··· EXCERPT TO READ ···

Staff are pushing back because they don’t want to be with a Covid-positive patient in confinement for six hours. Rest time between shifts has to be extended.

The average paramedic doesn’t manage a patient for such prolonged periods. All our training is around a couple of hours one-on-one. It’s very difficult and it’s very scary for us as well, because paramedics don’t have the training that other healthcare professionals do.

Despite this, the idea of the NHS being overwhelmed is not accurate. We are able to adapt and overcome. The system will do its best for the most number of people. The problem arises when people don’t understand that comes with making some really difficult decisions.

By prioritising the Covid response service, the elective care element has suffered.

We are starting to vaccinate our staff and have a programme in place. We’re going to do it as quick as we can. This is priority one for us after patient care.

Health workers wearing full personal protective equipment (PPE) tend to a patient on the intensive care unit (ICU) at Whiston Hospital in Merseyside as they continue deal with the increasing number of coronavirus patients. (Photo by Peter Byrne/PA Images via Getty Images)
'When you are in the ambulance with Covid-19 patients there is an ever-present danger.' Getty

The new strain of the virus is very difficult to control and anecdotally it’s hitting younger people.

Everybody’s just waiting and watching to see what’s going to happen. We all knew from working on the first wave, that was bad, and things could get worse. What you see now is that it’s a very delicate position. At this stage every incident on top of the last puts us into massive pressures.

···

__LIST OF TASKS__:
(A) Turn the paragraph in the excerpt on paramedics and Covid that begins "The average paramedic doesn’t manage" into a short bulleted list of its main facts.
(B) Answer these questions from the excerpt on paramedics and Covid:
(i) How many hours of confinement with a Covid-positive patient are staff pushing back against?
(ii) What has suffered because the Covid response service was prioritized?
(iii) Whom is the new strain anecdotally hitting?
The data that comes after this comes from a separate source.

··· INFORMATION GIVEN ···

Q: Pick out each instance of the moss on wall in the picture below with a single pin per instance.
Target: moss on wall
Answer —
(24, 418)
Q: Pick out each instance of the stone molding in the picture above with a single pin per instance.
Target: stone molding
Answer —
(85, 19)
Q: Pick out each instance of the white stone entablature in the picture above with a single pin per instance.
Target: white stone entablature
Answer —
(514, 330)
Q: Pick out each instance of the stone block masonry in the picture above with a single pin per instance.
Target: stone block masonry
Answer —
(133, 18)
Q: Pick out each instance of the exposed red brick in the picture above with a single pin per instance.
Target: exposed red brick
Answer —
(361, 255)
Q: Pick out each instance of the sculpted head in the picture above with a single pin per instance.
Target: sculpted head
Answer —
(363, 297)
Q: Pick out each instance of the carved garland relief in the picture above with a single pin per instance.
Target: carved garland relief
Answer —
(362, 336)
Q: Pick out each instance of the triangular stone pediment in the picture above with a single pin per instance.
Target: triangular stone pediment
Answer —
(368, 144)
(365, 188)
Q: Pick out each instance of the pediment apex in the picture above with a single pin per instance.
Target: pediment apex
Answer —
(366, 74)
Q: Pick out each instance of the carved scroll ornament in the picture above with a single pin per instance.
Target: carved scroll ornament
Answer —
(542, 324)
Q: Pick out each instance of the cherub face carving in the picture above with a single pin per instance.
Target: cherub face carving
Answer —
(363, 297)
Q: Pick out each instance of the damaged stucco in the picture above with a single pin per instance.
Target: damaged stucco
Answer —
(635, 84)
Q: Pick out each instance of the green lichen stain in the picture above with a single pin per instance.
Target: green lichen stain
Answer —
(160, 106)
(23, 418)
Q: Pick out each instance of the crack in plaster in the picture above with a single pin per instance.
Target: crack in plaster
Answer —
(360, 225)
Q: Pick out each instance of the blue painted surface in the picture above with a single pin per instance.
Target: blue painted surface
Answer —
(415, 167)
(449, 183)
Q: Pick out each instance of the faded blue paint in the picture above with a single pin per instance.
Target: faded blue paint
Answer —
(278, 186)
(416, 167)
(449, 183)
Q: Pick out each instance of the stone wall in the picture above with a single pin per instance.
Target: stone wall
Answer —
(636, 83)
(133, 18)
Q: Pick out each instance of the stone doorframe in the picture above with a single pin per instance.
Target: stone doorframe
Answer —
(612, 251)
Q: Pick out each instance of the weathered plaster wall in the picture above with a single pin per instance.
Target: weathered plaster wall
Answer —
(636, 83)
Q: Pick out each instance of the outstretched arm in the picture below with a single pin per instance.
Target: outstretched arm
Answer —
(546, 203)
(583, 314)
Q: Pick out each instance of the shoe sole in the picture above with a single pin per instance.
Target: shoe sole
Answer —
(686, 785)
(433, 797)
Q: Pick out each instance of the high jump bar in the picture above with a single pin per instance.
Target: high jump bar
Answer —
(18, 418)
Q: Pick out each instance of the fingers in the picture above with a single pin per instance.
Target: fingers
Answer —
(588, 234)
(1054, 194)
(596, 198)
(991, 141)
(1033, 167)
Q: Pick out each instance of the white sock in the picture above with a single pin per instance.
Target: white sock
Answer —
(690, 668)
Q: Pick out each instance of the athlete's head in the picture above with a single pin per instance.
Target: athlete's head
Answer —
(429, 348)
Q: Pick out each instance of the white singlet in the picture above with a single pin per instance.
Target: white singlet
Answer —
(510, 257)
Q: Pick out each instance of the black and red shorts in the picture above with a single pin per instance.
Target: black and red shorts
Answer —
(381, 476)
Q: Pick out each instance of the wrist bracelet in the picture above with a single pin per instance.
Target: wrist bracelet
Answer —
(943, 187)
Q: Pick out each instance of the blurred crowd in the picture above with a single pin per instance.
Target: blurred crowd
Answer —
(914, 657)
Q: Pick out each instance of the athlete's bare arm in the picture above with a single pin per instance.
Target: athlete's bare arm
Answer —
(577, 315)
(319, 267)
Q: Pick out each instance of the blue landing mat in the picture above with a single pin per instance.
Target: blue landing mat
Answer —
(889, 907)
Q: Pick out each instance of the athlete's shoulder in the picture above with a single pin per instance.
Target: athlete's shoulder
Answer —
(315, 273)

···

__ANSWER SECTION__:
(A)
- Paramedics don't usually manage a patient for such long periods; their training covers about a couple of hours one-on-one.
- The work is very difficult and scary for them.
- They lack the training that other healthcare professionals have.

(B)
(i) Six hours.
(ii) The elective care element.
(iii) Younger people.